ACTIVITY → Go through the records and report each line in which the word "group" occurs.

ENTRIES PROVIDED →
______
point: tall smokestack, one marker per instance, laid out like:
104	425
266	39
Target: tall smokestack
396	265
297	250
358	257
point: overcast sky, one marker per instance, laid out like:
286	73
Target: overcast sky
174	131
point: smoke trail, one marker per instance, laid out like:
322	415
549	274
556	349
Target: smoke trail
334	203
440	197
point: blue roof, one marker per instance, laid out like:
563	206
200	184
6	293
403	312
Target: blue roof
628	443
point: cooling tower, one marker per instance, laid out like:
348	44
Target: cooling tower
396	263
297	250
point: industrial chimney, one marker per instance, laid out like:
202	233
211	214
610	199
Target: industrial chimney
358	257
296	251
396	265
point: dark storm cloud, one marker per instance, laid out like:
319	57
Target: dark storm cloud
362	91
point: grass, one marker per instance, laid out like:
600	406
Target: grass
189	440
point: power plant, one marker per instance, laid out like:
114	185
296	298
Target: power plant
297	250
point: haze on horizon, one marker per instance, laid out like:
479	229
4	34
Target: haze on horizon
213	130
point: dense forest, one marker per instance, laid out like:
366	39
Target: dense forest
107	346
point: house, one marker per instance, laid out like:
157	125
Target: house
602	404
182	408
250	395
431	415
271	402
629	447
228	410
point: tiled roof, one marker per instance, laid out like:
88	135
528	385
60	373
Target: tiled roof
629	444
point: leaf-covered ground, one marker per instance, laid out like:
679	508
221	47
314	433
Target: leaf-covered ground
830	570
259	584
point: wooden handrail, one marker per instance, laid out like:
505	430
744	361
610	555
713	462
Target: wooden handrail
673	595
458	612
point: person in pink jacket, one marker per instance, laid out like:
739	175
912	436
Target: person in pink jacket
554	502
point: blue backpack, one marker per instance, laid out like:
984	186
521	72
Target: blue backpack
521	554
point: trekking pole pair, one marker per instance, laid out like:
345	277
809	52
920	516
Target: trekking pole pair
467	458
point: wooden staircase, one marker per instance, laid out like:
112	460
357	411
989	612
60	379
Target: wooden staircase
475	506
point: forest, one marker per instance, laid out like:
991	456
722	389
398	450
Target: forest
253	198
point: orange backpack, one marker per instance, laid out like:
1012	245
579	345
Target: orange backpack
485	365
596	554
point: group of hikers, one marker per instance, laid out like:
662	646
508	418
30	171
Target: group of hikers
______
FINISHED TASK →
point: group of hikers, one marker per instance, laid out like:
Target: group of hikers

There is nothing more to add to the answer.